_Data for the task_.
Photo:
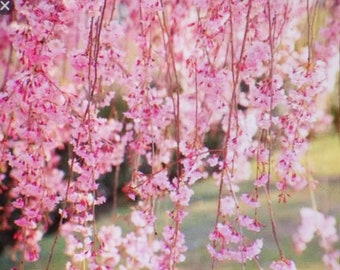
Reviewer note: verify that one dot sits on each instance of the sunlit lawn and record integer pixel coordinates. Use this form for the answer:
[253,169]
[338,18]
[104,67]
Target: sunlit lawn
[323,160]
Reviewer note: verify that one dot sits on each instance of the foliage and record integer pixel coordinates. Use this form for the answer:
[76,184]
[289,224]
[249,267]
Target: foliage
[186,70]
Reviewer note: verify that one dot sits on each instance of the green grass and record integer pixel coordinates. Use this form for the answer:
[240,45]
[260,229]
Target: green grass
[323,160]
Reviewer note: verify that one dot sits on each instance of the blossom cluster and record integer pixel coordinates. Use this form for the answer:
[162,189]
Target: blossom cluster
[185,71]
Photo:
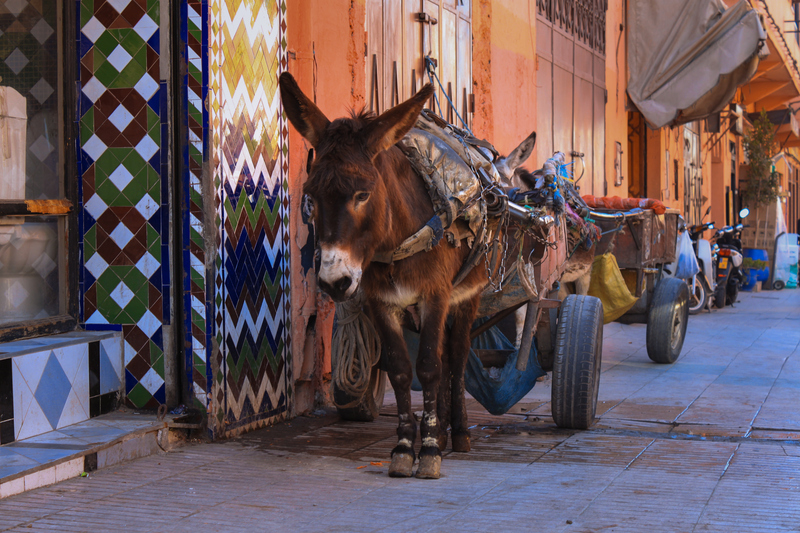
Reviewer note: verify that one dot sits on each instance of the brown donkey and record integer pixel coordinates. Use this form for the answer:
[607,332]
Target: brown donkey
[365,198]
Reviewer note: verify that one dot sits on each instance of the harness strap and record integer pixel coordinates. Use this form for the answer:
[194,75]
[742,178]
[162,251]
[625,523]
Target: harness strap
[422,241]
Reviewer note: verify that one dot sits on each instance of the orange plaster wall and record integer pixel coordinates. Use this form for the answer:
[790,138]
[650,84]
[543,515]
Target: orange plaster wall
[504,71]
[616,85]
[330,32]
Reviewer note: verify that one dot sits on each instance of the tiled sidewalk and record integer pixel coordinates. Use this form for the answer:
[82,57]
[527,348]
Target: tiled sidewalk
[710,443]
[67,452]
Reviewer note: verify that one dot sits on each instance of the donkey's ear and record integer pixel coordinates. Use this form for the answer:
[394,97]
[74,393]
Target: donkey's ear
[306,117]
[507,165]
[393,124]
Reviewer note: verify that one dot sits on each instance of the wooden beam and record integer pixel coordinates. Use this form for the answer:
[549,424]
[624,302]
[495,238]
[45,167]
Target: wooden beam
[765,67]
[34,207]
[754,91]
[774,101]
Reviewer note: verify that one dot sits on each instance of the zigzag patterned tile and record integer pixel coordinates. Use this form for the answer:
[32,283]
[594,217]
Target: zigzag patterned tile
[251,289]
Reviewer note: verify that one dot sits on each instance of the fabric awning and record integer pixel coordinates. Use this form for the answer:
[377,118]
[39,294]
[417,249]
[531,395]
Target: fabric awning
[686,58]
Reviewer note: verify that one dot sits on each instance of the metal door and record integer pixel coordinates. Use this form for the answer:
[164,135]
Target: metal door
[570,48]
[692,197]
[400,34]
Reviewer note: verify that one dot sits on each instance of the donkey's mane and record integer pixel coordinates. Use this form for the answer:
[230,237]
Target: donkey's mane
[344,150]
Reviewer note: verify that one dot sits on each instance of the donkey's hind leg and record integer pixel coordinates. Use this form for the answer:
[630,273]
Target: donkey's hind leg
[429,371]
[443,401]
[400,375]
[459,345]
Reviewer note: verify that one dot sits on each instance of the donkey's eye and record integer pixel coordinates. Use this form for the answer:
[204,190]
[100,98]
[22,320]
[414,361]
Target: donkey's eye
[308,208]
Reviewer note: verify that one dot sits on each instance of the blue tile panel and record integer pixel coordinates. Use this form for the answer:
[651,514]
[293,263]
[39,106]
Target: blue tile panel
[52,389]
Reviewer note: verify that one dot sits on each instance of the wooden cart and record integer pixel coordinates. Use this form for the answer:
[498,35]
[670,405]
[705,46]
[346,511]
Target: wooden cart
[568,335]
[643,243]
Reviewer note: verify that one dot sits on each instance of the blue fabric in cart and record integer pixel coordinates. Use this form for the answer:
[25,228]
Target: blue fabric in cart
[496,395]
[499,395]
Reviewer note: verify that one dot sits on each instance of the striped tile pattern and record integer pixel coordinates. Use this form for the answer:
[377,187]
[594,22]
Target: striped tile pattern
[196,298]
[122,110]
[249,146]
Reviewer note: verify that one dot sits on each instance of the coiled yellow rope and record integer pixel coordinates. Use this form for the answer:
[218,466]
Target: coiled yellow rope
[355,350]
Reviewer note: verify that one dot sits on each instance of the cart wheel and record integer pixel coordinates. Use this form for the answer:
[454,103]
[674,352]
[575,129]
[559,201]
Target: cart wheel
[370,405]
[576,362]
[698,300]
[667,320]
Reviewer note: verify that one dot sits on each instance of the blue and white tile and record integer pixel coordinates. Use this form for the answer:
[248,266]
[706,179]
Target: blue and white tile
[30,367]
[74,410]
[113,351]
[53,390]
[32,421]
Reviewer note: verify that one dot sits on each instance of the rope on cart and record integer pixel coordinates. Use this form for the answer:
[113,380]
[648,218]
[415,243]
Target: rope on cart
[355,348]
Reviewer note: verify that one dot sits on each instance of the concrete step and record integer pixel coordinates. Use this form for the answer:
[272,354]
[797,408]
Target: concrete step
[79,449]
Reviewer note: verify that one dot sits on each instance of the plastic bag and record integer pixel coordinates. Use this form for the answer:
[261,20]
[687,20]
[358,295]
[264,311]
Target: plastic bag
[608,284]
[687,260]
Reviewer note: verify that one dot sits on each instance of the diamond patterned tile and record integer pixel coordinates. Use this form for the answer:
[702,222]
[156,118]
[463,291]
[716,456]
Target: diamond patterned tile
[17,61]
[146,86]
[93,89]
[146,27]
[152,381]
[121,117]
[52,391]
[121,235]
[41,148]
[119,58]
[42,31]
[119,5]
[16,6]
[122,294]
[149,323]
[93,29]
[41,90]
[147,147]
[121,177]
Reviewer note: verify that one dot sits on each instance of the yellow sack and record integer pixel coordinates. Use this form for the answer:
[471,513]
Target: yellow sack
[609,285]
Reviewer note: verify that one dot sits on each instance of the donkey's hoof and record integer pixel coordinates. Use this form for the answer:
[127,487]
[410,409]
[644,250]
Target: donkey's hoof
[461,442]
[442,440]
[430,467]
[401,466]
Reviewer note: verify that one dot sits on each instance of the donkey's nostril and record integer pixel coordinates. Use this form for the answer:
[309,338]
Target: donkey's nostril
[343,284]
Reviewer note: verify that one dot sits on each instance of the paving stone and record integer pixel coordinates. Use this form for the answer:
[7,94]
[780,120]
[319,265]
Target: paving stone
[710,443]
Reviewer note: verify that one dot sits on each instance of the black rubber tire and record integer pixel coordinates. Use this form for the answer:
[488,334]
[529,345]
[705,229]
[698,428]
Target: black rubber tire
[700,296]
[370,405]
[576,362]
[721,293]
[667,320]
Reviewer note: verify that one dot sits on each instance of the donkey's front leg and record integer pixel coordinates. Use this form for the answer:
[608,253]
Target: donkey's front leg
[400,375]
[463,317]
[429,371]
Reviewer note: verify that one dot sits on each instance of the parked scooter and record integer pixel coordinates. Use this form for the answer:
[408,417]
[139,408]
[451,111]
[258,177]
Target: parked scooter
[702,286]
[729,258]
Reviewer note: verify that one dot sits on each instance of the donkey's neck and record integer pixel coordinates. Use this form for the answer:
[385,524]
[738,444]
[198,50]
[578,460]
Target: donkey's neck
[409,203]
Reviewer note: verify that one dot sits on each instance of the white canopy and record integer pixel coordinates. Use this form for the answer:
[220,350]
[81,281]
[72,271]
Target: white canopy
[686,58]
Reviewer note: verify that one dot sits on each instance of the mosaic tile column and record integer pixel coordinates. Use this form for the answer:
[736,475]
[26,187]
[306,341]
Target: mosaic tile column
[194,33]
[248,157]
[122,110]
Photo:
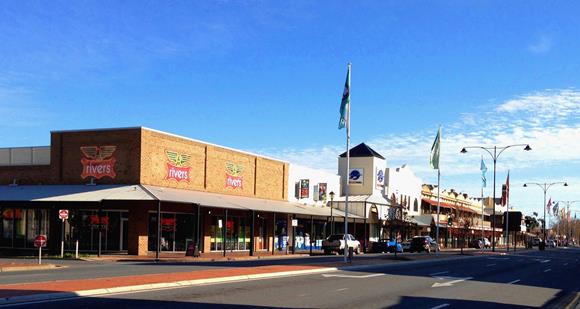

_Exercise objective_.
How many lines in the records above contain the word "parked"? Reply with the number alone.

_Final answer_.
2